**** ITEMS ****

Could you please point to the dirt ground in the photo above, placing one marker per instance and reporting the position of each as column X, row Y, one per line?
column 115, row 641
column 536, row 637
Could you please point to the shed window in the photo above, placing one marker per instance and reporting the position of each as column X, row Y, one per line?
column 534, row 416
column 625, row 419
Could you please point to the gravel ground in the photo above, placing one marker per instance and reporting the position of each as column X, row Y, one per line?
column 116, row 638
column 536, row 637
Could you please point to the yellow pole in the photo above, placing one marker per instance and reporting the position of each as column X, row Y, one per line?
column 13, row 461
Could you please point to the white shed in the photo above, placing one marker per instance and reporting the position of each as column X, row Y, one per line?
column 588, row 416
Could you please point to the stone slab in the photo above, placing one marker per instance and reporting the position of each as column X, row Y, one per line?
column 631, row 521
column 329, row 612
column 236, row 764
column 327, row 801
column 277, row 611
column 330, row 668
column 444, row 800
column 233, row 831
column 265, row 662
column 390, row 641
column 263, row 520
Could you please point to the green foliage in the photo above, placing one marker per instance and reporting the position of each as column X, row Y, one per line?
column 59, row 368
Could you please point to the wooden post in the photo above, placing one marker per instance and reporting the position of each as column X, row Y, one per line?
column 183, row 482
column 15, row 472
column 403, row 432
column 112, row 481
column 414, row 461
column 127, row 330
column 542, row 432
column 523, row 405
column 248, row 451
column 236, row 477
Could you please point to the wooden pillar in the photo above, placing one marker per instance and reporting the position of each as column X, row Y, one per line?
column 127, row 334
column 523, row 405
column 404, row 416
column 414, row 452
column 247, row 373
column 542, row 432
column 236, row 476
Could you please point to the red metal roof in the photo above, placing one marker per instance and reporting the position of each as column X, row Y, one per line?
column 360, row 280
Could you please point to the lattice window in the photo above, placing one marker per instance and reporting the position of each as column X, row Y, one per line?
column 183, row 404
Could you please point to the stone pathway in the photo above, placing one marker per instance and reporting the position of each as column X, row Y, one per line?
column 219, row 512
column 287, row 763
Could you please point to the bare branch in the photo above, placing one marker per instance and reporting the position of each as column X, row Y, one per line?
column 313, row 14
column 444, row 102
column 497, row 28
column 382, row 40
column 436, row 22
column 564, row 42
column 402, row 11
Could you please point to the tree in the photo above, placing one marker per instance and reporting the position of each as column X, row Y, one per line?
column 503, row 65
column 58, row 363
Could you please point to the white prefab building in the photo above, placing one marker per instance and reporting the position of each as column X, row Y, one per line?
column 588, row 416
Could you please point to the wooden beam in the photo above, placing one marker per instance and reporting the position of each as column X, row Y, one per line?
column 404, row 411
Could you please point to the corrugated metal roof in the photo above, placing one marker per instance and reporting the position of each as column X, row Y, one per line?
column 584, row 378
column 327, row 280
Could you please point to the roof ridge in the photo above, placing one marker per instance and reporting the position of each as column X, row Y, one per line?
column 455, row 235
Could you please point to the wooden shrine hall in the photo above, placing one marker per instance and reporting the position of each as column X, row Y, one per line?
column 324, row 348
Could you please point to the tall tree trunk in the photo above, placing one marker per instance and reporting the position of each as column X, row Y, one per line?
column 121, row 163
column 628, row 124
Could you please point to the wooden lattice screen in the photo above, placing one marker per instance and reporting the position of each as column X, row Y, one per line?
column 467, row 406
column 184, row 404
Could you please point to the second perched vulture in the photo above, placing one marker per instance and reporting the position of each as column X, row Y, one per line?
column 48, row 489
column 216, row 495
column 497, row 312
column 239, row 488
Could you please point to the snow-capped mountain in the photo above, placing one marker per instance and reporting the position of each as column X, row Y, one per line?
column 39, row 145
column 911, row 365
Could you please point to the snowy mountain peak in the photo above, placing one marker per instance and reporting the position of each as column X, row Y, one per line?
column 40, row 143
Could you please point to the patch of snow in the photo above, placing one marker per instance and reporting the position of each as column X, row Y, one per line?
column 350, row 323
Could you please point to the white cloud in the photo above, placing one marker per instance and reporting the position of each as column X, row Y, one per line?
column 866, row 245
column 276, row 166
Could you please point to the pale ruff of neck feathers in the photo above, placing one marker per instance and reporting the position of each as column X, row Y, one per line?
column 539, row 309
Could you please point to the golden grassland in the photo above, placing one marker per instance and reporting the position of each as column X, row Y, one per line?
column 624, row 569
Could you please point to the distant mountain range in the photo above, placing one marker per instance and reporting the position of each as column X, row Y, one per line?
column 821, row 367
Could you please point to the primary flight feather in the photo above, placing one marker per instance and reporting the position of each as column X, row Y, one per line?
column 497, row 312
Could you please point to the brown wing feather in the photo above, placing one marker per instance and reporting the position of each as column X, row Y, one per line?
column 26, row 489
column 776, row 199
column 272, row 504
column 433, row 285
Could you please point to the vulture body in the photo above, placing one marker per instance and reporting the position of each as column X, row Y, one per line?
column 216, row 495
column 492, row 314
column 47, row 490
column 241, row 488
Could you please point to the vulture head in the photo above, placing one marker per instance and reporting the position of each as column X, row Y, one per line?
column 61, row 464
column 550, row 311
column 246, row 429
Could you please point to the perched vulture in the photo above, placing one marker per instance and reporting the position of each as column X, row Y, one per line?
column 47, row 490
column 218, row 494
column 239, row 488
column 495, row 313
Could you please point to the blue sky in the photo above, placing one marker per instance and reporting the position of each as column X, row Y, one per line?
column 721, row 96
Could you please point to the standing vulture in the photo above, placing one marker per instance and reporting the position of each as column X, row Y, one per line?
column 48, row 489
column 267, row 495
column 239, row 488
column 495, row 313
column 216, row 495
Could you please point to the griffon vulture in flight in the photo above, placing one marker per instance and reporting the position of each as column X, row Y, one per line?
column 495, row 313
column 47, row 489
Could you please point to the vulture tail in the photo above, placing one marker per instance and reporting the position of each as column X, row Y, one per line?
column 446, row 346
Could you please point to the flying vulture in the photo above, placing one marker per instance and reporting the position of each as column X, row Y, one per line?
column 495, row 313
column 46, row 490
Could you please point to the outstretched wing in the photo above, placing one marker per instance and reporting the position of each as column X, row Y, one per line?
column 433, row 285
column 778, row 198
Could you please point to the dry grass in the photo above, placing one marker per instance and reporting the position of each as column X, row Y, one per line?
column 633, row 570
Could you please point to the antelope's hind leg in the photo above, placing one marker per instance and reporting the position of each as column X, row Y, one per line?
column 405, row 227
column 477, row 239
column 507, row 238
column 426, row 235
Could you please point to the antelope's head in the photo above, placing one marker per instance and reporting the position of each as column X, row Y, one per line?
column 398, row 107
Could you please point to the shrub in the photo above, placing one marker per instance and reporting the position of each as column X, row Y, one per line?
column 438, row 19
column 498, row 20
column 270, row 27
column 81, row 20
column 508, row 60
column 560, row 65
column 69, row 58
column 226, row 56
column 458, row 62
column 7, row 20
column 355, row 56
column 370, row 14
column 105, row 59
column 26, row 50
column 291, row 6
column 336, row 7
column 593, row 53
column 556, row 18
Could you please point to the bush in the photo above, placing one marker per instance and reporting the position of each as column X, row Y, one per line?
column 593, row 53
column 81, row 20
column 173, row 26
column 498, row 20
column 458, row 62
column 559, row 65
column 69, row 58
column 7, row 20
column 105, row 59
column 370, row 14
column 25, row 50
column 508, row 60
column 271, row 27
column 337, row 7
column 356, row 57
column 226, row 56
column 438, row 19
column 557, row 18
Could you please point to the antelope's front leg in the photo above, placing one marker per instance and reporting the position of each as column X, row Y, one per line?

****

## SET PROBLEM
Write out all the material above again, substituting "a single marker for each instance" for every occurrence of "one marker per instance" and leaving everything else unchanged.

## TASK ANSWER
Could you please point to the dirt ground in the photo above, placing a single marker for each instance and reporting the position of each as column X, row Y, one per line?
column 115, row 641
column 536, row 637
Could you please point to the shed window in the photo above, placing a single marker for each instance and reporting the position of each as column X, row Y, one per line?
column 534, row 416
column 625, row 419
Could you please point to the gravel ground in the photo above, placing a single marker for each instance and reporting the position of each as column X, row Y, one per line?
column 116, row 638
column 536, row 637
Could you please point to the yellow pole in the photo above, placing a single marker for each instance and reporting the position of each as column X, row Y, one per line?
column 13, row 461
Could you please point to the white shed in the photo above, placing a single marker for each instance and reporting the position of each as column X, row Y, one per line?
column 588, row 416
Could you please point to the stone slab in the photo above, placing a single marker for each instance and reporting the position of each as column X, row Y, one per line?
column 631, row 521
column 329, row 612
column 236, row 764
column 327, row 801
column 277, row 611
column 330, row 668
column 444, row 800
column 233, row 831
column 265, row 662
column 390, row 641
column 263, row 520
Could you please point to the green foliage in the photo above, placing a single marker for each instance and reporting the position of each as column X, row Y, one per line?
column 59, row 368
Could you please point to the wooden post in the photo above, placing a single marker for each instance and reporting the position of each as column X, row Y, one per line?
column 183, row 482
column 15, row 472
column 403, row 432
column 112, row 481
column 414, row 461
column 127, row 330
column 542, row 432
column 523, row 405
column 248, row 451
column 236, row 477
Could you please point to the wooden pillar in the photo above, placing a single marker for each instance and reporting the position of each as column X, row Y, one per line?
column 127, row 334
column 523, row 405
column 404, row 416
column 414, row 452
column 247, row 373
column 542, row 432
column 236, row 476
Could you please point to the red metal roof in the photo above, placing a single marker for each instance and reporting the position of each as column X, row Y, one per line?
column 360, row 280
Could you please point to the lattice window in the photo above, placing a single marker for each instance and reporting the position of each as column X, row Y, one per line?
column 183, row 404
Could you please point to the stone pathway in the photo above, placing a single marker for each instance and reporting the position of each as column X, row Y, one per line?
column 219, row 512
column 287, row 763
Could you please point to the bare branch in the photo above, placing a single marker for each instance and reporting the position of each as column X, row Y, one per line?
column 313, row 14
column 444, row 102
column 497, row 28
column 382, row 40
column 436, row 22
column 564, row 42
column 402, row 11
Could you please point to the tree in the photo above, placing a single marker for each instance and reporting the position of each as column X, row Y, one per line?
column 503, row 65
column 58, row 363
Could you please point to the white prefab building in the photo above, placing a single marker for each instance and reporting the position of each as column X, row Y, one per line?
column 588, row 416
Could you please point to the wooden beam in the photo above, placing a single marker for each instance and reporting the position of each as column X, row Y, one per line?
column 404, row 411
Could you please point to the corrugated metal roof in the photo above, placing a single marker for each instance and reporting the position of each as column X, row Y, one per line?
column 584, row 378
column 327, row 280
Could you please point to the roof ridge in the photo above, placing a single marker for each instance and reporting the position of each as column X, row Y, one per line?
column 455, row 235
Could you please point to the wooden shrine hall in the photo above, placing a single marker for each instance and reporting the position of each as column X, row Y, one per line?
column 324, row 348
Could you please point to the tall tree trunk in the photo above, placing a single marker for each instance and reporting the position of each as column X, row Y, one per line?
column 121, row 163
column 628, row 124
Could you please point to the wooden lattice screen in the photo above, placing a single marker for each instance and reporting the position of each as column X, row Y, one per line?
column 467, row 406
column 184, row 404
Could you please point to the second perched vulture in the photo above, placing a single marker for each instance and reporting the position of each as column X, row Y, one per line?
column 48, row 489
column 216, row 495
column 497, row 312
column 239, row 488
Could you please point to the snow-capped mountain in the photo above, placing a single marker for each instance and reporting the position of each as column X, row Y, one per line?
column 39, row 145
column 911, row 365
Could you please point to the snowy mountain peak in the photo above, placing a single marker for each instance and reporting the position of each as column X, row Y, one per line?
column 40, row 143
Could you please point to the patch of snow in the photo above, placing a single marker for each instance and reporting the position of each as column X, row Y, one per line?
column 350, row 323
Could you please point to the white cloud in the photo above, placing a single marker for each instance and reporting the position of each as column X, row Y, one per line?
column 866, row 245
column 276, row 166
Could you please point to the pale ruff of neck feathers in the photo above, placing a single marker for each instance and reporting the position of each as column X, row Y, one per line?
column 539, row 309
Could you please point to the golden grassland in the photo above, placing a single marker for each instance and reporting the position of each as column X, row Y, one per line?
column 624, row 569
Could you please point to the distant mountain range in the photo above, placing a single marker for each instance and reporting the position of each as column X, row Y, one per line?
column 821, row 367
Could you please point to the primary flight feather in the photo above, placing a single marker for each instance and reporting the position of each as column X, row Y, one per line?
column 497, row 312
Could you please point to the brown wing feather in the photo above, placing a single marker for each instance and reporting the position of each as column X, row Y, one per line?
column 26, row 489
column 776, row 199
column 272, row 504
column 433, row 285
Could you please point to the vulture body in the photo above, placing a single marker for each instance and reporting the position of each as column X, row Y, one per line?
column 216, row 495
column 492, row 314
column 47, row 490
column 241, row 488
Could you please point to the vulture head in the photo above, placing a single marker for each instance and reporting the position of each as column X, row Y, one per line?
column 61, row 464
column 550, row 311
column 246, row 429
Could you please point to the perched vulture in the photo above, placing a single marker for each instance and reporting the position of each as column X, row Y, one per line?
column 47, row 490
column 218, row 494
column 239, row 488
column 495, row 313
Could you please point to the blue sky in the photo above, placing a single marker for each instance and reporting the position of each as column X, row Y, one per line?
column 721, row 96
Could you please point to the standing vulture in the photo above, placing a single marker for each instance and reporting the position of each as column X, row Y, one per line?
column 48, row 489
column 267, row 495
column 239, row 488
column 495, row 313
column 216, row 495
Could you please point to the griffon vulture in flight in the photo above, placing a single marker for each instance and reporting the position of each as column X, row Y, one per line?
column 495, row 313
column 47, row 489
Could you please point to the vulture tail in the photo above, placing a single marker for each instance and reporting the position of each as column X, row Y, one per line?
column 446, row 346
Could you please point to the flying vulture in the photo above, placing a single marker for each instance and reporting the position of each as column X, row Y, one per line?
column 495, row 313
column 46, row 490
Could you please point to the outstretched wing in the photo above, placing a single marker for each instance and reporting the position of each as column X, row Y, one per line?
column 433, row 285
column 778, row 198
Could you please point to the dry grass in the photo above, placing a single marker for each instance and reporting the position of each as column X, row Y, one per line?
column 633, row 570
Could you please point to the antelope's hind leg in the photo above, placing a single marker for each instance and reporting the position of each as column X, row Y, one per line?
column 405, row 227
column 477, row 239
column 507, row 238
column 426, row 235
Could you please point to the antelope's head in the photo above, placing a single marker for each instance and reporting the position of each as column X, row Y, one per line?
column 398, row 107
Could you please point to the shrub in the photo above, placing a single marker for each instance and reporting the position of each as column X, row Y, one per line?
column 438, row 19
column 498, row 20
column 270, row 27
column 81, row 20
column 508, row 60
column 560, row 65
column 69, row 58
column 226, row 56
column 458, row 62
column 7, row 20
column 355, row 56
column 370, row 14
column 105, row 59
column 26, row 50
column 291, row 6
column 336, row 7
column 593, row 53
column 556, row 18
Could you please point to the bush in the photo above, placing a single marker for each instance and reporting the position of each as column X, row Y, one per line?
column 593, row 53
column 81, row 20
column 173, row 26
column 498, row 20
column 458, row 62
column 559, row 65
column 69, row 58
column 7, row 20
column 105, row 59
column 370, row 14
column 25, row 50
column 508, row 60
column 271, row 27
column 337, row 7
column 356, row 57
column 226, row 56
column 438, row 19
column 557, row 18
Could you please point to the antelope's front leg in the photo above, placing a single marker for each instance and reporting the position of each as column X, row Y, one per line?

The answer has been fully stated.